◆ **YOUR INSTRUCTIONS**
Please locate every line in the material below that contains the string "vegetation" and copy each of those lines out. Case counts when matching.

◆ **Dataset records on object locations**
▼▼▼

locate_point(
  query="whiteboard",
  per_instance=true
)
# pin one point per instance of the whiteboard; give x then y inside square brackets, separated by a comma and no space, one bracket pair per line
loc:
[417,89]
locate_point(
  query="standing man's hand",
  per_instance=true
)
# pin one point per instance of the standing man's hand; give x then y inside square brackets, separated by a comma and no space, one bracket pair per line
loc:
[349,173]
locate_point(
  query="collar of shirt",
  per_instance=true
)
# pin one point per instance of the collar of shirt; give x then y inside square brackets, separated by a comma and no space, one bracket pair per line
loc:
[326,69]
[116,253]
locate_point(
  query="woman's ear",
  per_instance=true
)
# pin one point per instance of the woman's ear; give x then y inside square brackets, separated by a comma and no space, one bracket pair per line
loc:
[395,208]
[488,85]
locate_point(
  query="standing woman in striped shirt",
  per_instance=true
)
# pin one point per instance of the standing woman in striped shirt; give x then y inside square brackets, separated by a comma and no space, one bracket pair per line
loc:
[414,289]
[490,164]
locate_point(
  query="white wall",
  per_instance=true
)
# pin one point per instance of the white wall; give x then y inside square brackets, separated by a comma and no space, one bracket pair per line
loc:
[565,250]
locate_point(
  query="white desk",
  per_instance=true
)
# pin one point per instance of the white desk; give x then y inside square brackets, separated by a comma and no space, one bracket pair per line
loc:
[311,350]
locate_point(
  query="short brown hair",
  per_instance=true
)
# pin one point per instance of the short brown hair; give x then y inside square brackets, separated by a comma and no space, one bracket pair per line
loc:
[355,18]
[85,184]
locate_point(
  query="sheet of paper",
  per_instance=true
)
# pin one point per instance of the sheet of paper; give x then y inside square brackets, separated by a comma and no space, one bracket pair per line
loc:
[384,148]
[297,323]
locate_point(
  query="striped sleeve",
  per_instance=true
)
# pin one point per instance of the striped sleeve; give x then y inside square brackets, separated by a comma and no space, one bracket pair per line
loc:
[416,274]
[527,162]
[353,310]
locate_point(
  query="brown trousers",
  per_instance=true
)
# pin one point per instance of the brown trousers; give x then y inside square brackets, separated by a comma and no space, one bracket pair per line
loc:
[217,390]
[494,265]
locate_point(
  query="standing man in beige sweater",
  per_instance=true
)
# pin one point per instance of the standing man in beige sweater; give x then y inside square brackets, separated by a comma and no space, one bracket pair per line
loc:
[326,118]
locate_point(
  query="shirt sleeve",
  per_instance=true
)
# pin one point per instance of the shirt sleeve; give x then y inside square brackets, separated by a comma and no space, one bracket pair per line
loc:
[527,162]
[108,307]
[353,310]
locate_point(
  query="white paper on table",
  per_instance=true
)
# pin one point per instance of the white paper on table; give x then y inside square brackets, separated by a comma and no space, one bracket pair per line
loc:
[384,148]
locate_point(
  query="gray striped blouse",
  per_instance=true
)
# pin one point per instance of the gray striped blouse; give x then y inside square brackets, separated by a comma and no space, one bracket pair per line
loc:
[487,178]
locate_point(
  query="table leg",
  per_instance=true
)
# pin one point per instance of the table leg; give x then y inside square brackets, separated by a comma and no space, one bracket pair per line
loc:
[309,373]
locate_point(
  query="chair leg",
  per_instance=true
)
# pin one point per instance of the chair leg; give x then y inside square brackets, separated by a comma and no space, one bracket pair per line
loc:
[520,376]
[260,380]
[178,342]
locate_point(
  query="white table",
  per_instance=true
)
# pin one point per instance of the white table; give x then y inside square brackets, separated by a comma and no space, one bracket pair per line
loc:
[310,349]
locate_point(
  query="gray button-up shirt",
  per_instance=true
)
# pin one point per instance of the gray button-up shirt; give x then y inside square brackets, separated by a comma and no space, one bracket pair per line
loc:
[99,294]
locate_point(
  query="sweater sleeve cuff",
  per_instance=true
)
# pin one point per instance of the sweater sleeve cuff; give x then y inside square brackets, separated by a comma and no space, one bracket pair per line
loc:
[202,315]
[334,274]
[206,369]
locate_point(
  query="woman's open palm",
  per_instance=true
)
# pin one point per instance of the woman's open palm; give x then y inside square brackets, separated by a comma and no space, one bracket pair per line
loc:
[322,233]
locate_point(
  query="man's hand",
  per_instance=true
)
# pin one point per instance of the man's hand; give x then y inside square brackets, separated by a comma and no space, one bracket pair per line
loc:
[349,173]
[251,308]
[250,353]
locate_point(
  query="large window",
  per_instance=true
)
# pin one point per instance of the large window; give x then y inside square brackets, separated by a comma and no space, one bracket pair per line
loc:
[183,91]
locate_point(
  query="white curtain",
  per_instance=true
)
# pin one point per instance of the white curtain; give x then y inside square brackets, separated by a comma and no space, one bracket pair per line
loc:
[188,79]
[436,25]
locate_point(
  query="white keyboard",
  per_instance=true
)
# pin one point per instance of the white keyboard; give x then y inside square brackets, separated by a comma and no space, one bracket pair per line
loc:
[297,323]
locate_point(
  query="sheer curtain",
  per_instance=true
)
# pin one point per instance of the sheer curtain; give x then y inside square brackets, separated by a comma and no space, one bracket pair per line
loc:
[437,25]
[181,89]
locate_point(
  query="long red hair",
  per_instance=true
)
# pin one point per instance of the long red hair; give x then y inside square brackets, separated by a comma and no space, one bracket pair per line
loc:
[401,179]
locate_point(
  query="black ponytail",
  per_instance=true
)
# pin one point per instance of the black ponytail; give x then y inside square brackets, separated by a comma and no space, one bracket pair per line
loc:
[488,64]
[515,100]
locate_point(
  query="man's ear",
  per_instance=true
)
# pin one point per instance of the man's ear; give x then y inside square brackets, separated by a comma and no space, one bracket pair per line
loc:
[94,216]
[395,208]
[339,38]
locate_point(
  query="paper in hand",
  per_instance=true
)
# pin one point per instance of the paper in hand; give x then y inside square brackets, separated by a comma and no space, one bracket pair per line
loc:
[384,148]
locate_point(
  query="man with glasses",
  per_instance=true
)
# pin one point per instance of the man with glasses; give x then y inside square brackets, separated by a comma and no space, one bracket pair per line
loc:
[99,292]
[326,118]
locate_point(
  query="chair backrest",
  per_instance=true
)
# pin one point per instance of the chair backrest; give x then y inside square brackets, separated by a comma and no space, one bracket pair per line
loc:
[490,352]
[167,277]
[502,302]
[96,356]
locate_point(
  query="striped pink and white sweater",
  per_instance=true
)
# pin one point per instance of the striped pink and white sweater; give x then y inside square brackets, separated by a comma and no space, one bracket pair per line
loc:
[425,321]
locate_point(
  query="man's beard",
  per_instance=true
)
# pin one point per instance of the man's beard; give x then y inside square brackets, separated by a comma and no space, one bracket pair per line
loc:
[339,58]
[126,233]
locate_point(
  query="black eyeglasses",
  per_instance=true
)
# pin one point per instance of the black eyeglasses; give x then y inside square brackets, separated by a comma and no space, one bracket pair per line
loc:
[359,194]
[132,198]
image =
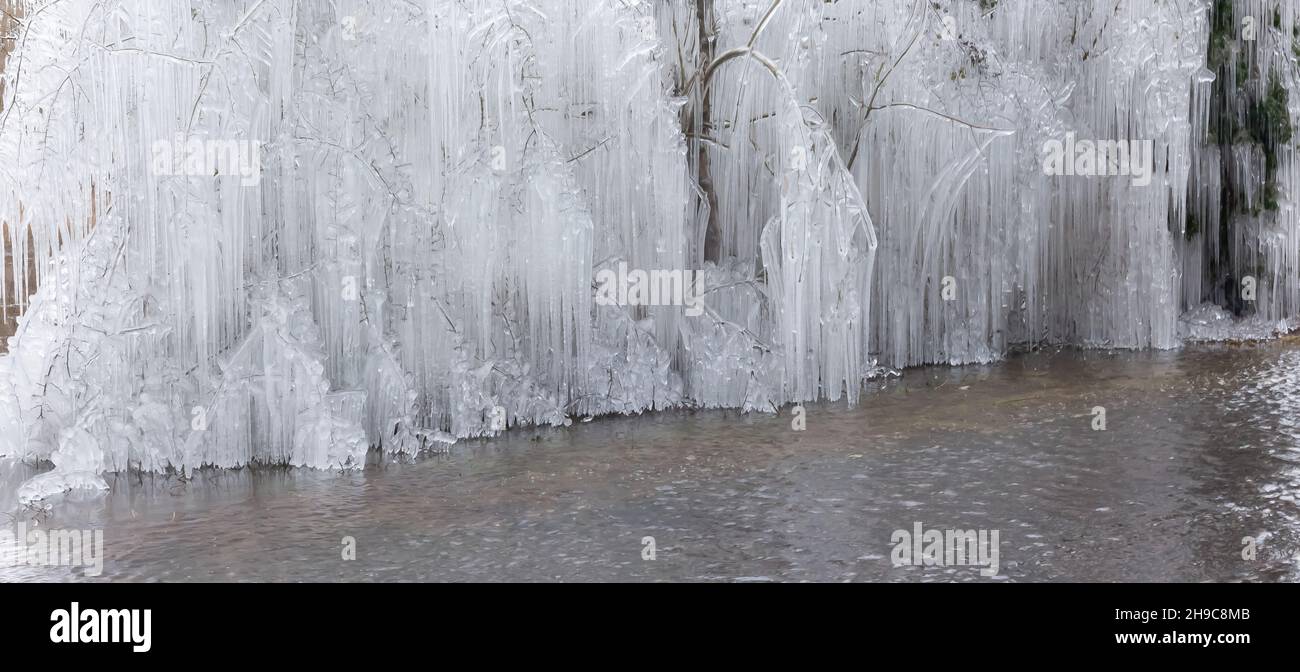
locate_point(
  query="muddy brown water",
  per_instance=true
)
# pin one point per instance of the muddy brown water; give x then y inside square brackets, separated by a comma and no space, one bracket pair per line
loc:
[1201,451]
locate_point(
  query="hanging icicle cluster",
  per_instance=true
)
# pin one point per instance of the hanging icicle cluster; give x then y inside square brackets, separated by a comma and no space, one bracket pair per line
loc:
[282,232]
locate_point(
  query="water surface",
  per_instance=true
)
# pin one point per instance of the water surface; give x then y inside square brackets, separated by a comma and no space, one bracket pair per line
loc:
[1201,449]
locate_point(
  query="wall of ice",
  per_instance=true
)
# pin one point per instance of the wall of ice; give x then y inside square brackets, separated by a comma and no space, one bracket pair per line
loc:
[284,232]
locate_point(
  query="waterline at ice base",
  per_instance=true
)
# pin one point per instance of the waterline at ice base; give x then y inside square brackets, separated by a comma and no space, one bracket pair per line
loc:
[269,232]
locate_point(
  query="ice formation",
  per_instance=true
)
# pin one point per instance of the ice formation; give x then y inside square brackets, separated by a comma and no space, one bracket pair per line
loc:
[281,232]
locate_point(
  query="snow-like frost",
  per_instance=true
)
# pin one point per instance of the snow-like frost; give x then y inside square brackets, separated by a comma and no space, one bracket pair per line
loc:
[386,220]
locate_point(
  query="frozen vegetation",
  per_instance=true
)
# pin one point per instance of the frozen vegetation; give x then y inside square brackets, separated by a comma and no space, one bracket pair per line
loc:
[286,232]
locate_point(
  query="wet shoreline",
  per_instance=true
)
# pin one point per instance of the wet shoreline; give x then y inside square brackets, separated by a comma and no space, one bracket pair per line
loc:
[1200,451]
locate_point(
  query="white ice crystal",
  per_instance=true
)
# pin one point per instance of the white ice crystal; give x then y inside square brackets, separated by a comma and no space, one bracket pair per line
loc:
[281,232]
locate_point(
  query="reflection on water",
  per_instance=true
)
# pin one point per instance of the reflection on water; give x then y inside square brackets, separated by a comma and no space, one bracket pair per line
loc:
[1201,449]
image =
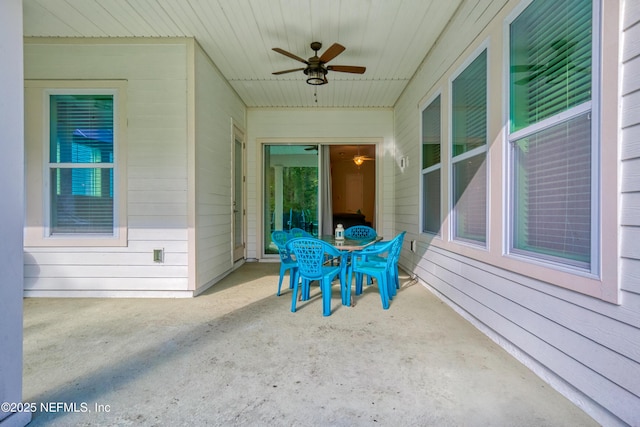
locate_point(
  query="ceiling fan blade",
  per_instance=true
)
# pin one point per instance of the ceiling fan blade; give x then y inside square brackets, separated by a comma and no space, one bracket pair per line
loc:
[287,71]
[290,55]
[347,69]
[333,51]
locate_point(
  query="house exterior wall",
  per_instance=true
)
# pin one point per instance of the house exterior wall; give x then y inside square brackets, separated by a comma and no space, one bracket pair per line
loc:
[12,213]
[156,172]
[585,346]
[310,125]
[217,109]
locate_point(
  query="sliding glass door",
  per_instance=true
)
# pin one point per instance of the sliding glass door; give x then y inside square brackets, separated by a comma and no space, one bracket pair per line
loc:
[291,190]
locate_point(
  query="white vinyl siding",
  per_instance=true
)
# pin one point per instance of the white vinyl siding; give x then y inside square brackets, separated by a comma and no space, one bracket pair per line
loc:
[578,333]
[153,164]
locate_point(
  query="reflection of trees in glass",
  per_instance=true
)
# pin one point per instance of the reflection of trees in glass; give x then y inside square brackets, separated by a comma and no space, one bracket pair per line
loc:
[300,189]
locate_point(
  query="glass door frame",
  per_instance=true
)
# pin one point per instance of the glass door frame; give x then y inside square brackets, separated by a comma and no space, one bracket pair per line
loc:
[261,226]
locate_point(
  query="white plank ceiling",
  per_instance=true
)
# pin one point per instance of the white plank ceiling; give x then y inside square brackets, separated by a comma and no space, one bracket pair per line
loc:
[390,38]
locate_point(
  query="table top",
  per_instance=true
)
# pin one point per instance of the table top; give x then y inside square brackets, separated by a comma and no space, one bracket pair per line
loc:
[347,244]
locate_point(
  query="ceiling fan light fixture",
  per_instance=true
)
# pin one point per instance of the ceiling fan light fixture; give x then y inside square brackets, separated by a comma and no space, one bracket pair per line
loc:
[316,76]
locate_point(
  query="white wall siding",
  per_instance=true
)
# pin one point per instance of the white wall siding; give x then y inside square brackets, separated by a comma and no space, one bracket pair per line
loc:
[216,106]
[156,75]
[302,125]
[630,154]
[586,348]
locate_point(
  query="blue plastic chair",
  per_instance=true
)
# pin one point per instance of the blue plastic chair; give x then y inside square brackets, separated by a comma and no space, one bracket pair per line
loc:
[299,232]
[311,255]
[358,232]
[380,268]
[287,261]
[394,277]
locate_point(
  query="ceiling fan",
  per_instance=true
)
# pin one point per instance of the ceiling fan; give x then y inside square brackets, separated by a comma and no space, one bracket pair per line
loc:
[316,69]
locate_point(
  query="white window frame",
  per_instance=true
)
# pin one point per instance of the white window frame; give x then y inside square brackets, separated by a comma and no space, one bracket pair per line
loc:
[484,46]
[40,214]
[593,107]
[432,168]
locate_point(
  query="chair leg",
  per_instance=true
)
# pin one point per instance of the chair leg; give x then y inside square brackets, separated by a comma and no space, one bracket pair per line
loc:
[280,281]
[345,290]
[326,296]
[294,296]
[383,288]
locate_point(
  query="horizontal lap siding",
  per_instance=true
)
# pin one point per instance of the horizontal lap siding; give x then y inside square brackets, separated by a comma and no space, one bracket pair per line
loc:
[156,167]
[586,348]
[305,124]
[216,105]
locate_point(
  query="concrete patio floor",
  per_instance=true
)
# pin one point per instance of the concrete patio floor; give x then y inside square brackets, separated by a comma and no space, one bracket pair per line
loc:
[236,355]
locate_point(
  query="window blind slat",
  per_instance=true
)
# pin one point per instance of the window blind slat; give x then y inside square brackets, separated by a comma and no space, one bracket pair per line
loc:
[81,134]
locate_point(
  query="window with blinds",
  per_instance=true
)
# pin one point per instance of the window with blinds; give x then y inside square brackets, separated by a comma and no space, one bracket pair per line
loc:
[431,145]
[469,146]
[81,164]
[550,131]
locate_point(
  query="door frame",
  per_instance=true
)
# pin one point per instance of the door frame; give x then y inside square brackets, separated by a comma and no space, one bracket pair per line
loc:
[378,142]
[238,249]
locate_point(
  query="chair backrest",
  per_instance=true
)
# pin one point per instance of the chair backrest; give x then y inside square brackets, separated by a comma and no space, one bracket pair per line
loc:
[310,255]
[396,248]
[360,232]
[280,238]
[299,232]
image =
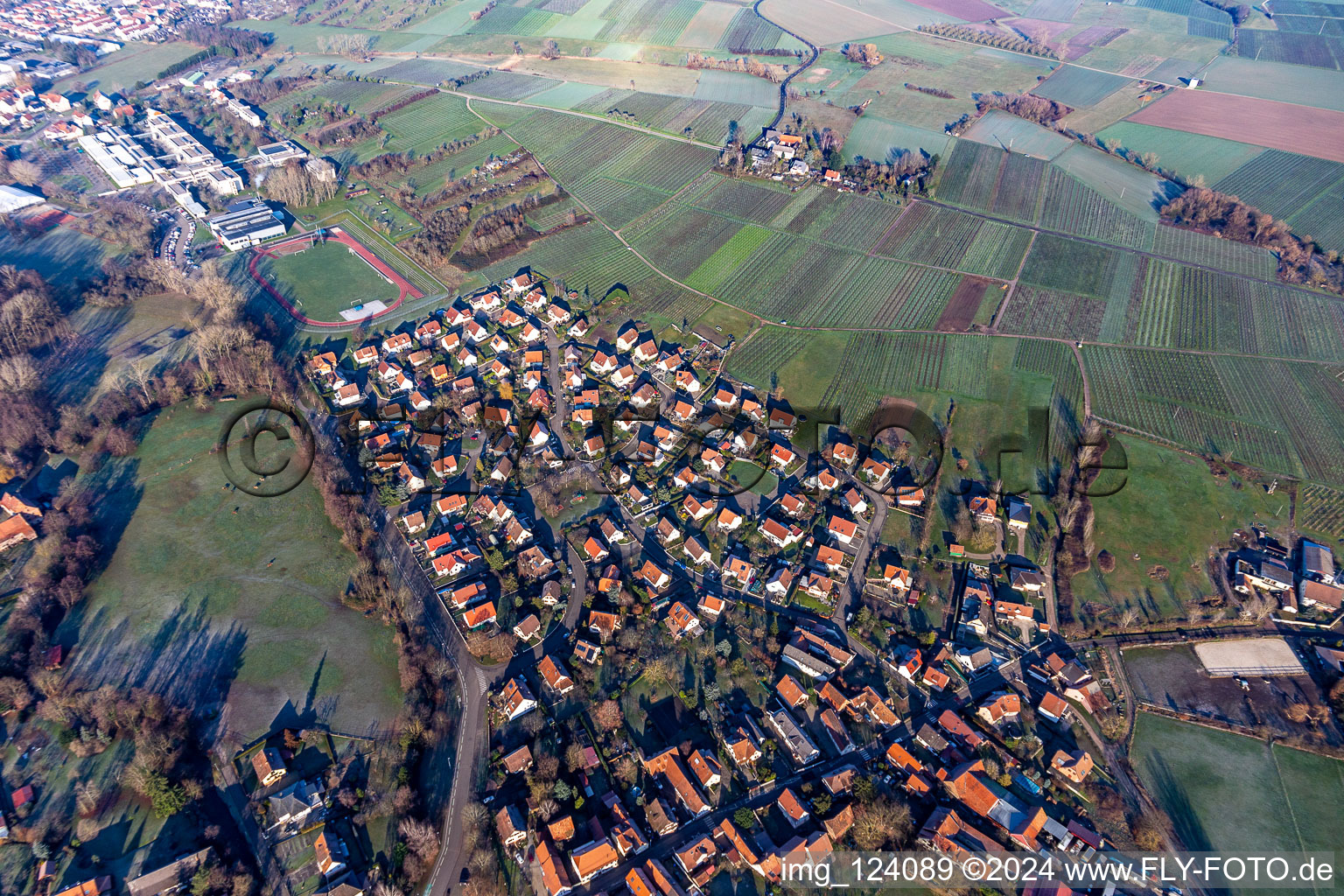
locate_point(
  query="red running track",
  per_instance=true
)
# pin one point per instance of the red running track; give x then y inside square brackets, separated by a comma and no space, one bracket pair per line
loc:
[333,234]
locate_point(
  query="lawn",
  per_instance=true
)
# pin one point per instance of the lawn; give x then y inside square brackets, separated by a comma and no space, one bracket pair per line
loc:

▲▲▲

◆ **FULL ANSWER**
  query="frozen vegetation",
# pin one point per instance of the frozen vegetation; give x then y inside square brackets, separated by a comma and no space, one bracket pair per line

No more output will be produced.